→ What the exercise asks: Render every line of the material, from the line containing "Q: For every instance of the reflection" through the end of the material (both ends included), as a Markdown table with columns named Row and Line. Number the rows and leave out blank lines.

[Dataset rows]
......
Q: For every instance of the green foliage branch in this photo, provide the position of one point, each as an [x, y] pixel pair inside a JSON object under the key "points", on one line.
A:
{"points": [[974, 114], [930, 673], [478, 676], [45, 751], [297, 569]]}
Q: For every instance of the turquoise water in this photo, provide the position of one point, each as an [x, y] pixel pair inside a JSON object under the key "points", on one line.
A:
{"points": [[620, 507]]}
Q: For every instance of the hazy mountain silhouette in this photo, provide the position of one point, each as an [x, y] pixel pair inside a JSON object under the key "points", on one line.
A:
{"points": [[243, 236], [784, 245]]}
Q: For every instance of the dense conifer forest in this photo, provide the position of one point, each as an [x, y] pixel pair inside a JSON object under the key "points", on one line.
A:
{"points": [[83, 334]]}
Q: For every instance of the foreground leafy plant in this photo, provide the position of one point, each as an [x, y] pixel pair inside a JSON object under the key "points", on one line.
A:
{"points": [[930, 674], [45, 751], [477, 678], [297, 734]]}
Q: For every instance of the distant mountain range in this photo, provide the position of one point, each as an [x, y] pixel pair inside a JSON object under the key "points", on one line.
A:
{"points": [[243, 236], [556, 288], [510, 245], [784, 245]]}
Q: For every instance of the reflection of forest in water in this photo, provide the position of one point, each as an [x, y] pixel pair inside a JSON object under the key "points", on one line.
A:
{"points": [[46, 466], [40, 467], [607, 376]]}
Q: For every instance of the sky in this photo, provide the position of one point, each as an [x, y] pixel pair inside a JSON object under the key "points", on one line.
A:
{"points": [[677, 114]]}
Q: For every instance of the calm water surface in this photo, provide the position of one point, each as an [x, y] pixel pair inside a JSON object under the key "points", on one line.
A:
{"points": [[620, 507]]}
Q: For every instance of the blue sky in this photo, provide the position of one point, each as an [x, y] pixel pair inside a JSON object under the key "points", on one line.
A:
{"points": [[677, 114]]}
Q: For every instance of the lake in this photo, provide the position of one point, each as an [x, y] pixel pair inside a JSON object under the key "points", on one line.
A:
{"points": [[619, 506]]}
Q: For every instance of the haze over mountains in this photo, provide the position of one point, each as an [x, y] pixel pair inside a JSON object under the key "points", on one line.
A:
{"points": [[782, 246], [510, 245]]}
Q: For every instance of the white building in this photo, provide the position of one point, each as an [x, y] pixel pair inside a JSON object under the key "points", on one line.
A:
......
→ Answer to the exercise:
| Row | Line |
|---|---|
| 1 | Q: For every instance of the reflection of forest in water in this photo, provide the position of one point, each as an [x, y] pixel pair inside a JSON object under the key "points", on one line. |
| 2 | A: |
| 3 | {"points": [[46, 466], [40, 467], [607, 376]]} |
| 4 | Q: For every instance of the sky in this photo, provide the position of one point, each as an [x, y] pixel pair inside a JSON object under the key "points", on one line. |
| 5 | A: |
| 6 | {"points": [[677, 114]]} |
| 7 | Q: For every instance of the calm water surface in this photo, provide the position of one point, each as an [x, y] pixel pair inside a JSON object under the key "points", on one line. |
| 8 | A: |
| 9 | {"points": [[620, 507]]} |
| 10 | Q: For every instance of the blue sky in this photo, provide the position of one point, each as an [x, y] pixel pair inside a JSON object under the key "points", on one line. |
| 11 | A: |
| 12 | {"points": [[677, 114]]} |
| 13 | Q: For every instance of the lake in this photo, provide the position of one point, each as an [x, y] pixel pair inside a JSON object under the key "points", on one line. |
| 14 | A: |
| 15 | {"points": [[619, 506]]} |
| 16 | Q: For every instance of the haze over mountains in this photo, provide the position of one point, each as an [x, y] pixel pair inside a JSON object under the key "points", on one line. |
| 17 | A: |
| 18 | {"points": [[782, 246], [510, 245]]} |
| 19 | Q: For every instance of the white building in this photo, provide the position of one point, each as an [x, y] pixel pair inside a JSON object under the key "points", on one line. |
| 20 | A: |